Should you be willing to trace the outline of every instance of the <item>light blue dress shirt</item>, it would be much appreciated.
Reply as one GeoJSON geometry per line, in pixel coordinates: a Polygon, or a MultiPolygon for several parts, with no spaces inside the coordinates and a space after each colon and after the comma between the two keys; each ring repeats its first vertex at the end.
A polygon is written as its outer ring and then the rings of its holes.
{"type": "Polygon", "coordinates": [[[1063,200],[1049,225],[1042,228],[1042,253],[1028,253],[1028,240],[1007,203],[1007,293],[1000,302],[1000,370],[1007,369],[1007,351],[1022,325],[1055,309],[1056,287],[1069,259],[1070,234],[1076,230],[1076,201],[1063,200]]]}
***
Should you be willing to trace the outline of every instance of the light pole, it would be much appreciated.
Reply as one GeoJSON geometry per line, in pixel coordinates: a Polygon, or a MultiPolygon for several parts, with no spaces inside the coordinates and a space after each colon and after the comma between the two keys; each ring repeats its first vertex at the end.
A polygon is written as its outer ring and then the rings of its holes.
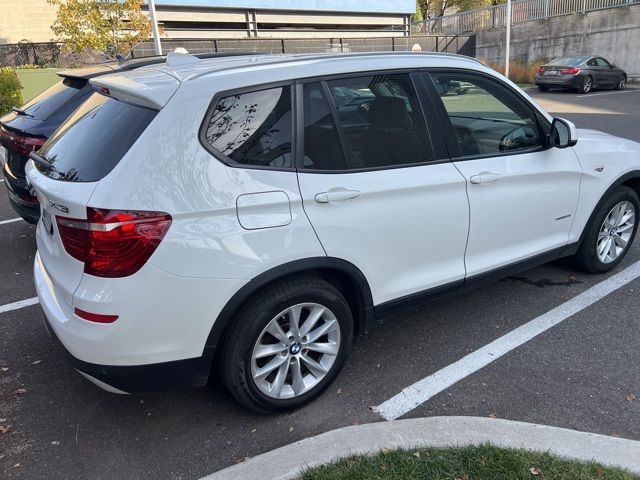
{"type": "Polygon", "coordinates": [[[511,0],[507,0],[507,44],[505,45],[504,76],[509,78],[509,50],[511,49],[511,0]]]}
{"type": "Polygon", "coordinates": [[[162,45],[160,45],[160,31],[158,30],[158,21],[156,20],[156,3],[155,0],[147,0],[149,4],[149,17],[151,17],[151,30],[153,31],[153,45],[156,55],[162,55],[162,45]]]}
***
* [ASSIGNMENT]: Give the total number of lines in the entries that contain the word "would", with no other words.

* [YOUR SOLUTION]: 2